What you need to do:
Extract every line of the rows below that contains the string "shirt" and copy each one in full. The match is case-sensitive.

Given information:

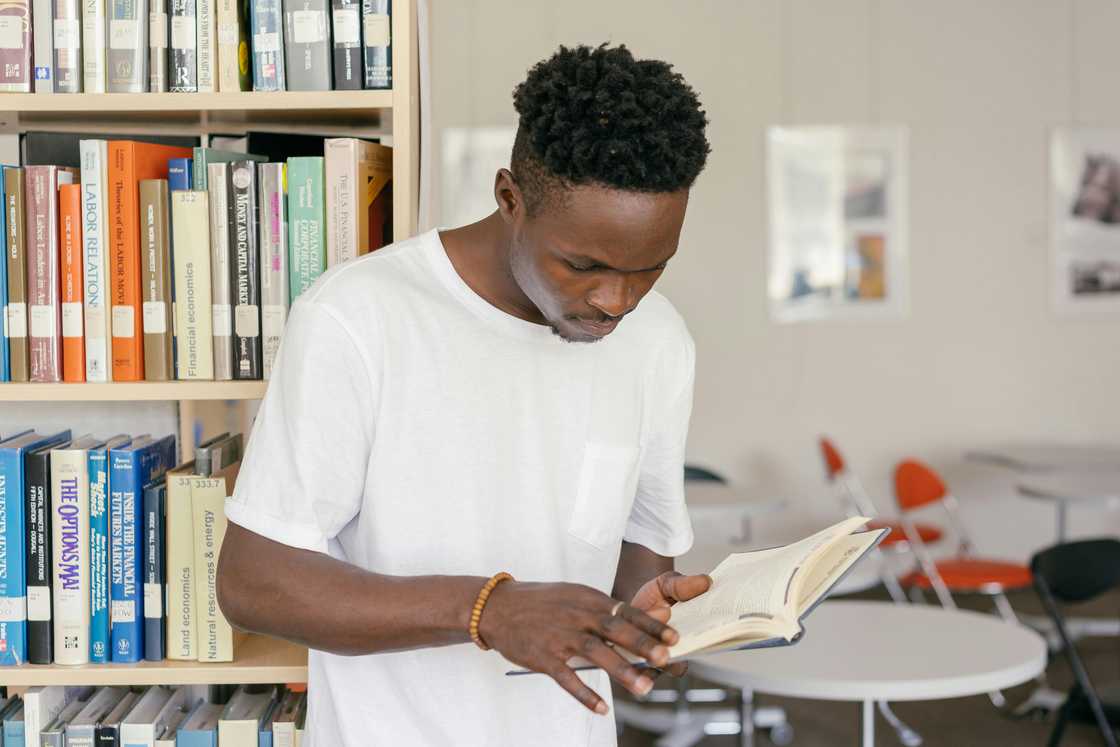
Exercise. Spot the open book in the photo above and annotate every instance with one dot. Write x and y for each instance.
(758, 599)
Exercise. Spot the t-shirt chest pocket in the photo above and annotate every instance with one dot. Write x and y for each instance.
(605, 493)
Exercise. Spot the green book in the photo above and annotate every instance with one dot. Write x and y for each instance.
(204, 156)
(307, 222)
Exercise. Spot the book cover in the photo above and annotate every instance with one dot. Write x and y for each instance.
(129, 164)
(306, 223)
(156, 276)
(190, 239)
(18, 361)
(16, 47)
(245, 283)
(44, 309)
(268, 46)
(376, 41)
(184, 43)
(307, 45)
(155, 506)
(94, 156)
(128, 46)
(346, 34)
(130, 468)
(274, 285)
(70, 234)
(98, 461)
(222, 315)
(67, 53)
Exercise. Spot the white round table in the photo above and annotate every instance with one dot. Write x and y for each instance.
(873, 651)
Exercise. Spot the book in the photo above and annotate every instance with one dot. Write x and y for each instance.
(376, 43)
(39, 554)
(70, 502)
(98, 464)
(127, 59)
(759, 599)
(273, 205)
(16, 47)
(244, 271)
(45, 344)
(156, 277)
(130, 468)
(306, 223)
(155, 507)
(307, 45)
(67, 43)
(72, 261)
(268, 46)
(130, 162)
(194, 316)
(346, 35)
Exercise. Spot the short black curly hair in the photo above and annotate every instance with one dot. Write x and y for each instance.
(599, 117)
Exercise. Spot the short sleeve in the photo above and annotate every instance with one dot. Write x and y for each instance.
(302, 476)
(659, 519)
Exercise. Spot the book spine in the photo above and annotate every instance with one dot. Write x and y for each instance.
(67, 57)
(99, 556)
(43, 45)
(273, 204)
(12, 572)
(126, 529)
(154, 511)
(184, 43)
(156, 277)
(376, 36)
(190, 227)
(37, 511)
(306, 222)
(222, 321)
(346, 34)
(307, 45)
(19, 363)
(128, 46)
(71, 513)
(94, 157)
(93, 45)
(268, 46)
(70, 233)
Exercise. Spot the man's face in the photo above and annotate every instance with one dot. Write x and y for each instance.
(587, 260)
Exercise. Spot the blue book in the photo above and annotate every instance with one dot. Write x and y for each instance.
(14, 543)
(98, 461)
(130, 468)
(178, 174)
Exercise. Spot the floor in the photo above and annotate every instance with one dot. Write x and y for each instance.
(960, 722)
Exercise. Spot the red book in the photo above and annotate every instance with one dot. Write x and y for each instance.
(129, 162)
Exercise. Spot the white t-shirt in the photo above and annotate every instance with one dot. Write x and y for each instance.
(411, 428)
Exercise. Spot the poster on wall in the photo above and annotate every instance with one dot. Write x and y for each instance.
(838, 225)
(1085, 220)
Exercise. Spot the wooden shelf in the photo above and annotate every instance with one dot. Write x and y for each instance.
(259, 660)
(133, 391)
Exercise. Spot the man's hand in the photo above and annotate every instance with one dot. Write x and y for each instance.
(658, 596)
(540, 626)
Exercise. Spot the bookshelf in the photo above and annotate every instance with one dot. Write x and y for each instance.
(332, 113)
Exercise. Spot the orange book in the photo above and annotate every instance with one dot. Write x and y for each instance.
(70, 246)
(129, 162)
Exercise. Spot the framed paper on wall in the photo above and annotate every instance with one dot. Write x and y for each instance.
(838, 223)
(1085, 220)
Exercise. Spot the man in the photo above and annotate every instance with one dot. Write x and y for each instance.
(503, 397)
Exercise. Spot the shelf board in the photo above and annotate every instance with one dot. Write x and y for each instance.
(132, 391)
(259, 660)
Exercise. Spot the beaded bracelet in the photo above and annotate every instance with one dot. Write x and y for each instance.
(476, 614)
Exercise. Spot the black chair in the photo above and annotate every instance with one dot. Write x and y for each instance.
(1071, 572)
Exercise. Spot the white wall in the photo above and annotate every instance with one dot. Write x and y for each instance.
(981, 357)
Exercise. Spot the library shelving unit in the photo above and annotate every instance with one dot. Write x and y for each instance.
(330, 113)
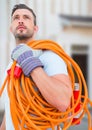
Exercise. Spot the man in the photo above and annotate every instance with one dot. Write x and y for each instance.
(57, 85)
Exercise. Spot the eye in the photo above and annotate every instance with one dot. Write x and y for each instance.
(26, 17)
(16, 17)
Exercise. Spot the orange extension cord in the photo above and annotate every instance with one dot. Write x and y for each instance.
(28, 108)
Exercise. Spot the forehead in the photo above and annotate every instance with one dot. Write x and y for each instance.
(22, 12)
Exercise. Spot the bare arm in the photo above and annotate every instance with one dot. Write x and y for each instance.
(2, 127)
(55, 89)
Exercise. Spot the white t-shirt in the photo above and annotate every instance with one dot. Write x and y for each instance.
(53, 64)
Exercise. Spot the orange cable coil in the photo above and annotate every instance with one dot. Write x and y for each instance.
(28, 108)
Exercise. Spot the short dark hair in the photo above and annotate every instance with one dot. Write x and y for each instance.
(23, 6)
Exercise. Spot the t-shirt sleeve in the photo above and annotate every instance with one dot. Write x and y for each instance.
(53, 63)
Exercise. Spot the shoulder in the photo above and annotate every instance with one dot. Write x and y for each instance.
(53, 63)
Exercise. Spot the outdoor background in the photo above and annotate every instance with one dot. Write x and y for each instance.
(67, 22)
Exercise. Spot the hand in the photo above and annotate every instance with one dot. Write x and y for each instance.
(27, 58)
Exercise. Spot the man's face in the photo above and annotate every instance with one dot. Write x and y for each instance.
(22, 25)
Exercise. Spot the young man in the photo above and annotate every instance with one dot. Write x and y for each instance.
(57, 89)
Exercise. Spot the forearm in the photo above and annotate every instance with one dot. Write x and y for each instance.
(54, 89)
(2, 127)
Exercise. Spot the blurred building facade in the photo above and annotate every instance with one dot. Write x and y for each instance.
(68, 22)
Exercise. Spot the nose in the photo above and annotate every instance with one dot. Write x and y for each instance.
(20, 21)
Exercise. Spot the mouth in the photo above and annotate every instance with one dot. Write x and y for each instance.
(21, 27)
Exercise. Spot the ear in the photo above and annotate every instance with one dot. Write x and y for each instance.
(36, 28)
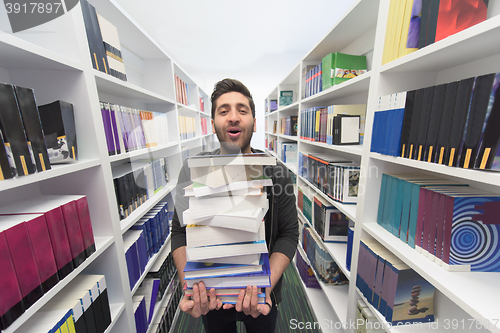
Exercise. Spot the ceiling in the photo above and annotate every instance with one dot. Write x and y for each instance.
(258, 41)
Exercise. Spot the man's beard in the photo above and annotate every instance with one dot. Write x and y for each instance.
(229, 147)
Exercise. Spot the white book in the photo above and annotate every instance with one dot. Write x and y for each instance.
(248, 259)
(247, 220)
(203, 235)
(200, 190)
(219, 251)
(231, 159)
(205, 207)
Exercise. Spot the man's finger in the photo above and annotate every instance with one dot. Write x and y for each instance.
(239, 301)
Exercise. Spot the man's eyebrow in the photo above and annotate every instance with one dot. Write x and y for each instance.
(239, 105)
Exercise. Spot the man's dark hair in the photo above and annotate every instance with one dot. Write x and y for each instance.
(230, 85)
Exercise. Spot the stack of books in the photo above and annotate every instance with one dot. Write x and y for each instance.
(226, 247)
(447, 221)
(399, 293)
(452, 123)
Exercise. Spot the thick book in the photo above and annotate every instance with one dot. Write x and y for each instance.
(435, 116)
(204, 235)
(461, 112)
(490, 137)
(261, 280)
(455, 16)
(7, 166)
(16, 234)
(57, 229)
(58, 122)
(440, 154)
(32, 126)
(13, 132)
(480, 100)
(217, 251)
(199, 271)
(42, 248)
(112, 48)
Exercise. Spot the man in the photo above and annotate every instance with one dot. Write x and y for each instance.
(233, 120)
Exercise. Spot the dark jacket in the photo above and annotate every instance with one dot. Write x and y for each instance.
(281, 223)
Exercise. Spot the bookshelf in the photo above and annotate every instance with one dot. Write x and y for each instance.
(54, 60)
(463, 298)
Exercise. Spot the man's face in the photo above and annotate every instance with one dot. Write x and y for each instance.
(233, 123)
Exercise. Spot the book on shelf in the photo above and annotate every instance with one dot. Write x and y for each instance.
(326, 268)
(33, 127)
(94, 37)
(58, 123)
(330, 223)
(414, 24)
(393, 288)
(112, 48)
(286, 97)
(446, 124)
(339, 67)
(305, 271)
(149, 289)
(16, 144)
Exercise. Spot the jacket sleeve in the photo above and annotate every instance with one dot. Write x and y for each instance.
(286, 210)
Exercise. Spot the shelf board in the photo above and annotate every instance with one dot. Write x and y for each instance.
(337, 295)
(102, 243)
(113, 86)
(480, 176)
(116, 310)
(140, 152)
(350, 87)
(349, 149)
(16, 53)
(460, 48)
(461, 288)
(126, 223)
(348, 209)
(56, 170)
(151, 262)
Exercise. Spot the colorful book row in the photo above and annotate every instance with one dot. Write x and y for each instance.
(414, 24)
(393, 288)
(452, 123)
(81, 307)
(138, 181)
(33, 137)
(334, 125)
(128, 129)
(42, 240)
(104, 43)
(187, 127)
(336, 177)
(446, 221)
(321, 261)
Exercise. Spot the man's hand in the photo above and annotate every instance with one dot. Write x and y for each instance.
(248, 303)
(199, 304)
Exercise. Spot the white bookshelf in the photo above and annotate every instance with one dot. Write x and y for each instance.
(460, 297)
(54, 60)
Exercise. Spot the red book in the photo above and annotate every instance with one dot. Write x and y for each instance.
(42, 248)
(23, 258)
(455, 16)
(85, 225)
(11, 299)
(57, 230)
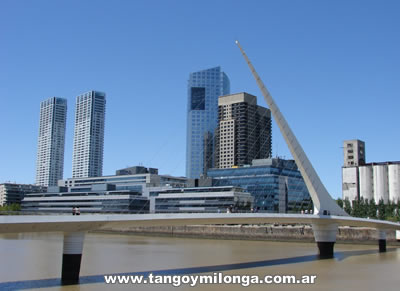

Output of the task:
Exercise. Spot the t-shirt chest pocket in the photo above and annotate every instance with one dot. Write x and y for each instance.
Exercise. Spot the white t-shirt in the photo above and annotate every instance with one dot. Write x and y for each instance.
Exercise. Spot the white t-shirt in the photo above and annotate every instance with one dot. Write x and y for each instance.
Exercise. Spot the t-shirt sleeve in the photo above and annotate every instance with one dot. Write x and y for each instance.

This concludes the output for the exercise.